* **Written instruction 1**: Rewrite the entries below with "tree branch" replaced by "twig", keeping everything else the same.

* **Provided text**:
------------------------------------
Last week I had an incident that caused some pain and I wasn’t sure if I was triggered or not. The gist was that I felt accused for something I did not have in my heart, and it hurt.  Most of the time, I tend to think of these kinds of painful bumps as triggers. After doing Immanuel Prayer twice, once to feel the pain and the other to listen to Jesus, I still wasn’t sure what He wanted me to know about it.   During the second time I did hear Jesus tell me to affirm this person rather than giving them a good shame message.  That was a relief to hear. I shared the story with Jim W. and he said that it was possible it was not a lesson but a practice of something to get faster at, reacting differently, a matter of repetition; just practice. This caused me to ponder some new ideas about lessons and growing.

During this time I was reading the section in RARE Leadership by Warner and Wilder, titled “Turning on your VCR—Validation, Comfort, and Re-patterning.”  I have been teaching on Validation and Comfort and liked what the authors said about adding the Re-patterning.  I know validation has to come before comfort and I see comfort as voice tone, facial and body language, and/or proper touches, but here I was reading that helping ourselves or others see an alternative perspective was part of comfort.  Since I am adamant about not trying to “fix” a hurting person, I gave this some thought.  The authors are in agreement that validation comes first and we should not fix people. Then I realized Jesus had given me an alternative perspective when He told me to affirm the person that had hurt me.  So I am adding alternative perspectives to my lessons on Validation and Comfort.  I think it is part of encouraging, which we said comes after the validation and comfort.
------------------------------------
* **Raw records**:

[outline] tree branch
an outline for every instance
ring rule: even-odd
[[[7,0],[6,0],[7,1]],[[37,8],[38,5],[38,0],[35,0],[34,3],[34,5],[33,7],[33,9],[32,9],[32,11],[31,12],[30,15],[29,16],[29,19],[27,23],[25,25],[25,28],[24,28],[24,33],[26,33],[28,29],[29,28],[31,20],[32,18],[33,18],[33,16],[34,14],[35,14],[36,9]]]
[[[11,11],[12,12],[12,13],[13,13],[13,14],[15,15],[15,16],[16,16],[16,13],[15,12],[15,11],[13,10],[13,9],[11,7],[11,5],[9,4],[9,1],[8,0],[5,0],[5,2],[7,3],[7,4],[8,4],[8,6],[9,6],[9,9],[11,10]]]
------------------------------------
* **Written instruction 2**: In the passage about validation and comfort, what do the letters VCR stand for?

* **Task response 1**:
[outline] twig
an outline for every instance
ring rule: even-odd
[[[7,0],[6,0],[7,1]],[[37,8],[38,5],[38,0],[35,0],[34,3],[34,5],[33,7],[33,9],[32,9],[32,11],[31,12],[30,15],[29,16],[29,19],[27,23],[25,25],[25,28],[24,28],[24,33],[26,33],[28,29],[29,28],[31,20],[32,18],[33,18],[33,16],[34,14],[35,14],[36,9]]]
[[[11,11],[12,12],[12,13],[13,13],[13,14],[15,15],[15,16],[16,16],[16,13],[15,12],[15,11],[13,10],[13,9],[11,7],[11,5],[9,4],[9,1],[8,0],[5,0],[5,2],[7,3],[7,4],[8,4],[8,6],[9,6],[9,9],[11,10]]]

* **Task response 2**: Validation, Comfort, and Re-patterning.